Required actions:
1 - Please write out the post on how social media ought to work, from "One of the biggest" up to and including "100% correct–but still).".
2 - Decide whether each statement agrees with the post on how social media ought to work. Answer yes or no and quote the words that decide it: (a) The author divides social media into four main functions. (b) The author believes a discussion protocol is needed so one community can have members on both Slack and Discord. (c) The author wants the model to be 100% correct.
3 - Shorten the paragraph of the post on how social media ought to work that begins "I think this is unnecessary" and keep its main facts.

Extracted text:
◇ ◇ ◇ ◇ ◇ ◇ ◇
Grand unified theory of how social media ought to work

In the TFOS intro post (We need better tools for online speech) I mentioned my “unbundling social media” idea which is that:

  1. you can conceptually split up social media into four main functions: reading/“consuming”, publishing, discussion, and aggregation.
  2. these four functions should be interchangeable between platforms/tools.

to give one example, if you publish a post on site A, someone should be able to read it on site B just as if the post had been published on site B.

One of the biggest things I’m working on is trying to flesh out and refine this model so that I can build services which adhere to it and convince others to do the same. I’ll use this thread as a place to write my evolving ideas on this area.

Lately I’ve been thinking a lot about how discussion communities should fit into this. Relatedly, I’ve also been wondering how he fit Twitter into this model. (The model doesn’t have to fit everything–the goal is to be useful, not 100% correct–but still).

one approach to decentralized discussion would be to treat discussion comments/posts just like regular blog posts: host them on your own domain/some hosting service, and then layer reply notifications and such on top.

I think this is unnecessary. I think it’s better to separate posts into primarily “broadcast” posts, which fall under my “publishing” category, and discussion posts. I think it makes sense for discussion posts to be tied to a particular location/community/piece of software.

that’s vague; so to give an example: I think it’s fine to have a community on a particular service like Slack, Discord, Discourse, etc, and require that people in the community use that service. I don’t think there needs to be some kind of discussion protocol so that e.g. you could have a single community where some people members are using slack and some are using discord; with the slack people never even needing to create a discord account and vice-versa.
◇ ◇ ◇ ◇ ◇ ◇ ◇
Dataset extract:
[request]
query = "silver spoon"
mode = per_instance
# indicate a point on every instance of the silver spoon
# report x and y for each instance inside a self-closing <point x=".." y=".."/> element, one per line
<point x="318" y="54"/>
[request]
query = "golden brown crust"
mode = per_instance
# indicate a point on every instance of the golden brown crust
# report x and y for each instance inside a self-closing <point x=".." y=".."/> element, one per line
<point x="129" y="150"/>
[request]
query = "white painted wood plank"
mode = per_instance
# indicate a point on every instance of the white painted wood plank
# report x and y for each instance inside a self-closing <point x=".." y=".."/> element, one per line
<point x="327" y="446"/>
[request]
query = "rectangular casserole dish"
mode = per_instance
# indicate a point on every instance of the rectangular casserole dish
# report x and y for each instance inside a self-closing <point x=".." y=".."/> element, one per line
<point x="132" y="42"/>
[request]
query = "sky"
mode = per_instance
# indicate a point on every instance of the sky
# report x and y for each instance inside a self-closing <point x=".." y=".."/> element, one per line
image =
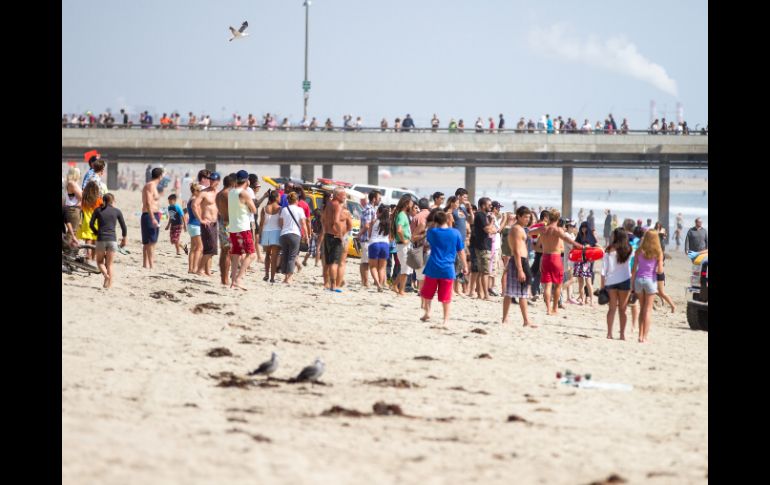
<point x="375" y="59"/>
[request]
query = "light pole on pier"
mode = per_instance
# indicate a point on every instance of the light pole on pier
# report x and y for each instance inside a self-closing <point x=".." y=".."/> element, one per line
◇ ◇ ◇ ◇ ◇ ◇ ◇
Responses to the tasks:
1 -
One of the biggest things I’m working on is trying to flesh out and refine this model so that I can build services which adhere to it and convince others to do the same. I’ll use this thread as a place to write my evolving ideas on this area.

Lately I’ve been thinking a lot about how discussion communities should fit into this. Relatedly, I’ve also been wondering how he fit Twitter into this model. (The model doesn’t have to fit everything–the goal is to be useful, not 100% correct–but still).

2 -
(a) Yes: "you can conceptually split up social media into four main functions: reading/“consuming”, publishing, discussion, and aggregation."
(b) No: "I don’t think there needs to be some kind of discussion protocol"
(c) No: "the goal is to be useful, not 100% correct"

3 - The author finds this unnecessary. The author would rather divide posts into two kinds: "broadcast" posts, which fall under publishing, and discussion posts. Discussion posts should be tied to a particular location, community, or piece of software.